_TEXT SHOWN_.

Disclaimer

Custom or third-party rules described here are not part of the official SpamAssassin distribution. They may have a different license and are not from the Apache Software Foundation.

Multi-File Rule Sets

In mid-2004, Bob Menschel, SARE Ninja, started developing multi-file rule sets. This allows us to segregate SARE rules not only by type or subject matter, but also by whether it's applicable for a class of email systems.

This is a new system SARE is experimenting with, and so file names may change as we develop improvements to this system, but the ideas should remain basically the same.

Each multi-file rule set has at least four files, and several have more. These files are:

  • File 0 contains those rules which hit spam and only spam (no ham), and which hit significant spam (more than 10 spam among several corpora). Those are rules which we feel confident every system will benefit from. (Warning: email administrators may still need to review topic-specific rules within this file to verify they are appropriate for your system. Example: systems which support pharmacies or druggists may wish to exclude drug-specific rules.)
  • File 1 contains rules which either hit fewer than 10 spam, or which also hit ham. The primary qualification for the latter is that our S/O (total spam count / total email count) must be 0.900 or higher. This file is also probably good for most sites, but these rules are not as conservative, not as safe, as those in file 0.
  • File 2 contains rules which should hit spam and only spam, which SARE considers to be conservative and safe to use, but recent mass-checks had no matches for these rules. Many of these are obfuscation rules, designed to hit only obfuscated words or phrases (vi@gra but not viagra). Aggressive systems with more than sufficient resources may benefit from these rules eventually (some will hit spam some day), but those systems with tight resources should definitely stay away from these.

_DATA SECTION_.
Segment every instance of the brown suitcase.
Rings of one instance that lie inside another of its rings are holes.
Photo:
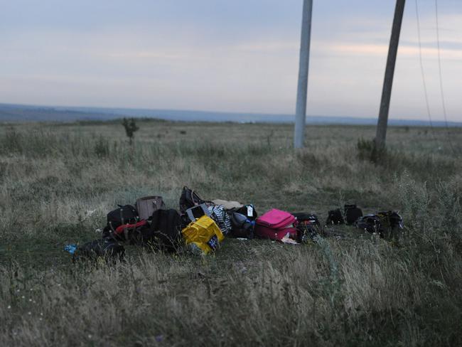
[[[156,210],[165,209],[165,203],[161,196],[145,196],[136,200],[136,210],[139,219],[148,219]]]

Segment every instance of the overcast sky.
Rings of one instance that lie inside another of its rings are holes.
[[[434,0],[418,0],[442,119]],[[0,0],[0,102],[292,114],[303,0]],[[307,113],[377,117],[394,0],[314,0]],[[448,120],[462,120],[462,1],[439,0]],[[390,118],[428,119],[416,4]]]

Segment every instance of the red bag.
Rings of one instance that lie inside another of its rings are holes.
[[[255,235],[262,238],[279,240],[289,234],[289,237],[296,240],[296,218],[289,212],[273,208],[255,220]]]

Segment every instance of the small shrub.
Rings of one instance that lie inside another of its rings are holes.
[[[95,154],[98,158],[106,158],[109,156],[109,141],[102,137],[100,137],[95,144]]]
[[[128,119],[124,118],[122,125],[124,126],[124,128],[125,128],[125,133],[127,134],[127,137],[129,138],[130,144],[131,144],[133,143],[133,138],[135,136],[135,132],[137,132],[139,129],[135,122],[135,119],[131,118],[131,119]]]

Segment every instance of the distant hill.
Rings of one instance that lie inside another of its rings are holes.
[[[176,110],[149,110],[129,108],[79,107],[62,106],[33,106],[0,104],[0,122],[75,122],[78,120],[111,120],[124,117],[158,118],[183,122],[234,122],[240,123],[292,123],[294,116],[290,114],[267,114],[262,113],[237,113],[210,111]],[[372,125],[377,118],[353,117],[327,117],[309,115],[307,124],[345,124]],[[390,125],[429,126],[428,121],[412,119],[390,119]],[[462,127],[462,122],[448,122],[449,127]],[[434,127],[444,127],[445,122],[436,121]]]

_PROBLEM SET_.
1. Answer each question from the text on SARE multi-file rule sets.
(a) When did Bob Menschel start developing multi-file rule sets?
(b) What minimum S/O must a rule that also hits ham reach to qualify for file 1?
(c) Which systems should definitely stay away from the rules in file 2?
2. Output, unchanged, the part of the text on SARE multi-file rule sets that opens with the words containing "Custom or third-party" and closes with "basically the same.".

_PROBLEM SOLUTIONS_.
1.
(a) In mid-2004.
(b) 0.900 or higher.
(c) Systems with tight resources.

2.
Custom or third-party rules described here are not part of the official SpamAssassin distribution. They may have a different license and are not from the Apache Software Foundation.

Multi-File Rule Sets

In mid-2004, Bob Menschel, SARE Ninja, started developing multi-file rule sets. This allows us to segregate SARE rules not only by type or subject matter, but also by whether it's applicable for a class of email systems.

This is a new system SARE is experimenting with, and so file names may change as we develop improvements to this system, but the ideas should remain basically the same.